**Trecho do texto:**
::::

Dessa forma, prefeitos em campanha por reeleição levam vantagem em relação a seus oponentes, por poder dar provas concretas de suas realizações. "Sem dúvida nenhuma que essas obras trarão visibilidade aos candidatos, particularmente aos prefeitos que se submetem à reeleição. É o acesso mais rápido aos meios de transporte, serviço de qualidade na área dos estabelecimentos hospitalares, hospitais, maternidades, alimento mais barato, a própria segurança do bairro, trânsito, esses aspectos do dia a dia que de certa forma contribuem para aquilo que eu chamo de PNBF - produto nacional bruto da felicidade".
Obras inacabadas
Para não correrem o risco de ver suas principais realizações serem creditadas a seus sucessores, muitos políticos preferem "inaugurar" obras antes mesmo de sua conclusão. Nessas situações, o político corre o risco de o evento ter o efeito contrário ao desejado. "Muita gente inaugura obra que não está terminada. Isso é um perigo, porque quando a população percebe isso, pode virar um bumerangue, pode se voltar contra o próprio administrador, na medida em que as pessoas podem concluir que ele está tirando proveito demais da situação".
Mais grave que as perdas políticas, entretanto, são os prejuízos causados aos cofres públicos. "Você pode ter dois tipos de prejuízo: primeiro, você corre o risco de perder todo o investimento, e, segundo, você vai estar entregando à população algo que, de certa forma, além de não ser objeto de uso adequado, pode ser que tenha de ser inteiramente refeito depois".
Não faltam exemplos recentes de projetos que foram lançados inacabados. No dia 7 de maio, o prefeito de Porto Alegre (RS), José Fortunati (PDT), que disputará a reeleição em outubro, entregou à população o primeiro trecho da ciclovia na avenida Ipiranga. Com direito a "pedalada inaugural" de Fortunati, o evento gerou críticas de associações de ciclistas, que não viram motivo para inaugurar um trecho de 416 m da via - apenas 4,4% dos 9,4 km previstos no projeto.
O Rio de Janeiro tem um caso emblemático: a Cidade das Artes, antiga Cidade da Música, inaugurada no fim de 2008 pelo então prefeito, Cesar Maia (DEM), e que até hoje não foi concluída.

::::

**Questões de estudo:**
[1] No texto sobre obras inacabadas, qual é a extensão do primeiro trecho da ciclovia entregue na avenida Ipiranga?
[2] Altere a parte do texto sobre obras inacabadas que vai de "Mais grave que" até "previstos no projeto.", trocando "ciclovia" por "pista para bicicletas".
[3] Escreva a continuação do texto sobre obras inacabadas a partir do ponto em que ele para.
Os registros não são necessários aqui.

::::

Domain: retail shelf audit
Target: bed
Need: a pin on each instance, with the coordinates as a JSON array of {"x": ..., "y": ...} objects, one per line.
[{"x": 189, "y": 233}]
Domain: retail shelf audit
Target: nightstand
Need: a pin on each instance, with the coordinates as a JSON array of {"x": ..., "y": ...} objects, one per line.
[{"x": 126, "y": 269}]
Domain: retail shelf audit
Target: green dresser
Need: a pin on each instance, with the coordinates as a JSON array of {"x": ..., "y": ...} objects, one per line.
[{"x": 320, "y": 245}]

::::

**Respostas por item:**
[1] 416 m.

[2]
Mais grave que as perdas políticas, entretanto, são os prejuízos causados aos cofres públicos. "Você pode ter dois tipos de prejuízo: primeiro, você corre o risco de perder todo o investimento, e, segundo, você vai estar entregando à população algo que, de certa forma, além de não ser objeto de uso adequado, pode ser que tenha de ser inteiramente refeito depois".
Não faltam exemplos recentes de projetos que foram lançados inacabados. No dia 7 de maio, o prefeito de Porto Alegre (RS), José Fortunati (PDT), que disputará a reeleição em outubro, entregou à população o primeiro trecho da pista para bicicletas na avenida Ipiranga. Com direito a "pedalada inaugural" de Fortunati, o evento gerou críticas de associações de ciclistas, que não viram motivo para inaugurar um trecho de 416 m da via - apenas 4,4% dos 9,4 km previstos no projeto.

[3]
Inicialmente orçada em R$ 80 milhões, a obra sofreu diversos atrasos e deve consumir mais de R$ 600 milhões até a sua conclusão, prevista para ocorrer no segundo semestre deste ano.
Apresentado à população carioca cinco dias antes do término do último mandato de Maia, o espaço cultural localizado na Barra da Tijuca foi alvo de auditorias do Tribunal de Contas do Município por suspeitas de superfaturamento. Com a inauguração oficial antes do término das obras, os certificados de garantia dos equipamentos da instalação cultural passaram a valer, ao mesmo tempo em que cadeiras estofadas começaram a mofar, e escadas rolantes, a enferrujar, aumentando os custos de manutenção do prédio.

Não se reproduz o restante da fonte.